--- start ---

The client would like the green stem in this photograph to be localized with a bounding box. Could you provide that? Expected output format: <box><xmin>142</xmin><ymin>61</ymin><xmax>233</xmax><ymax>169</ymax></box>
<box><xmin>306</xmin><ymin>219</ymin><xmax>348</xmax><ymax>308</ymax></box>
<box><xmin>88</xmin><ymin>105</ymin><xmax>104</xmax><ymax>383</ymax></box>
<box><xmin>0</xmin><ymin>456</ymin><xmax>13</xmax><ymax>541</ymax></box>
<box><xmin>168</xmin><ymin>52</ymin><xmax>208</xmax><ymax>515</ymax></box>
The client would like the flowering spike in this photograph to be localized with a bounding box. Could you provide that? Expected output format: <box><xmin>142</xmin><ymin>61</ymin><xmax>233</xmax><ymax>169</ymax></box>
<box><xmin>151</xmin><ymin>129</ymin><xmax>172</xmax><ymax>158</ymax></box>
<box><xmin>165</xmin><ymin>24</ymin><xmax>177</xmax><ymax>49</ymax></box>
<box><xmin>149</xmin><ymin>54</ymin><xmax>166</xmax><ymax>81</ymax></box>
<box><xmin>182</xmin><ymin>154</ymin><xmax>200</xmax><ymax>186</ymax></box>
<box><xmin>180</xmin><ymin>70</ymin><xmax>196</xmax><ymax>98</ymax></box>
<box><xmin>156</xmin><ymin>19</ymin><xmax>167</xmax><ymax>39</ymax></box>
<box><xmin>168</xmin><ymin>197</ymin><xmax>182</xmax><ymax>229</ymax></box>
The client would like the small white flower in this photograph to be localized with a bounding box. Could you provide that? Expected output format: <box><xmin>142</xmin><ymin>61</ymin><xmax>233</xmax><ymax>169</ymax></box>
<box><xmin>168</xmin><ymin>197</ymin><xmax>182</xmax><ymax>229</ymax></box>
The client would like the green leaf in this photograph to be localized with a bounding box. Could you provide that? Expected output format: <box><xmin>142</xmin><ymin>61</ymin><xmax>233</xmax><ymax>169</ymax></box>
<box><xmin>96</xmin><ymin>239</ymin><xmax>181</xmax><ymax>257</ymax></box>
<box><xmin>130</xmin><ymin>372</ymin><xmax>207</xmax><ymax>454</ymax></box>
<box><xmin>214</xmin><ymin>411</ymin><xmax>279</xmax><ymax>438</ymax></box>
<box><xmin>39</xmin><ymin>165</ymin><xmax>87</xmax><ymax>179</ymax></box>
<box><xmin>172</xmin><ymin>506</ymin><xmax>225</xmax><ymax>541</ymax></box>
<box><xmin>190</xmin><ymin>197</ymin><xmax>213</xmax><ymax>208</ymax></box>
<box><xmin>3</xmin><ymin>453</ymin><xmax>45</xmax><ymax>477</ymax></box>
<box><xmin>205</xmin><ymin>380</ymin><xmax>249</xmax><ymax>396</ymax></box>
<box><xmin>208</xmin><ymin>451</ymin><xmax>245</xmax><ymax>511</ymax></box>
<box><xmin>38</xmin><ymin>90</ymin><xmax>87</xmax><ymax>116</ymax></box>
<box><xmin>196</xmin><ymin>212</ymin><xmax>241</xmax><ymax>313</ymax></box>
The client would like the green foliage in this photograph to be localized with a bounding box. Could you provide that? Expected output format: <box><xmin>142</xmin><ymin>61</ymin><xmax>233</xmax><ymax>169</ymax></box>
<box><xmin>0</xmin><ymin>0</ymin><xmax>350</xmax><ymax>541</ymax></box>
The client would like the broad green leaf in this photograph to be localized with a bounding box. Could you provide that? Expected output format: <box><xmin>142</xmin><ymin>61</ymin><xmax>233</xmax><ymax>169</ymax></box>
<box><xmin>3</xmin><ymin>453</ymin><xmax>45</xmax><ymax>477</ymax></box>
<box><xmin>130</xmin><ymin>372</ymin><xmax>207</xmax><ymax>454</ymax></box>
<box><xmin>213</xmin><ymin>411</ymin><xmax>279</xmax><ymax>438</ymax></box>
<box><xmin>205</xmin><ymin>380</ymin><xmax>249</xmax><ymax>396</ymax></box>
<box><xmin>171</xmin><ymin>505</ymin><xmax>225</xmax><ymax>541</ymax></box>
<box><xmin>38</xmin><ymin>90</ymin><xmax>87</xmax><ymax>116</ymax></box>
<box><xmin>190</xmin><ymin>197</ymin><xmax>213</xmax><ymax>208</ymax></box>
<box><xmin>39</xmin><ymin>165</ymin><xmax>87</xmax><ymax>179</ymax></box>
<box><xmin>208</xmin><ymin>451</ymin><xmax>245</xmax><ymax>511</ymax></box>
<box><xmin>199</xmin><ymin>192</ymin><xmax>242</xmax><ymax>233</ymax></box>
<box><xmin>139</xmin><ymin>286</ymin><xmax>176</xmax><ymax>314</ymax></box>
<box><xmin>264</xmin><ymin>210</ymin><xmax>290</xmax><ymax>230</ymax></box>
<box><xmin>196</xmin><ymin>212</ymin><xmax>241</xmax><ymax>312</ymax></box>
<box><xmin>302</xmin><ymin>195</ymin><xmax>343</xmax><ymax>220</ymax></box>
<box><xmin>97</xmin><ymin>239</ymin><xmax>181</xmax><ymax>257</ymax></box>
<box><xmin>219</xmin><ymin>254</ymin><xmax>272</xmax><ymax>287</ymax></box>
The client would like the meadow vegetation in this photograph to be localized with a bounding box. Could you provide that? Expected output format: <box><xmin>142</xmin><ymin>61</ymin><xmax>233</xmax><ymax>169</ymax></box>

--- end ---

TASK PROMPT:
List, in full, each line of the data above that contains the word "small".

THE RESULT:
The client would like the small white flower in this photograph to be localized with a bounding box. Could you provide that? Expected output format: <box><xmin>142</xmin><ymin>61</ymin><xmax>233</xmax><ymax>169</ymax></box>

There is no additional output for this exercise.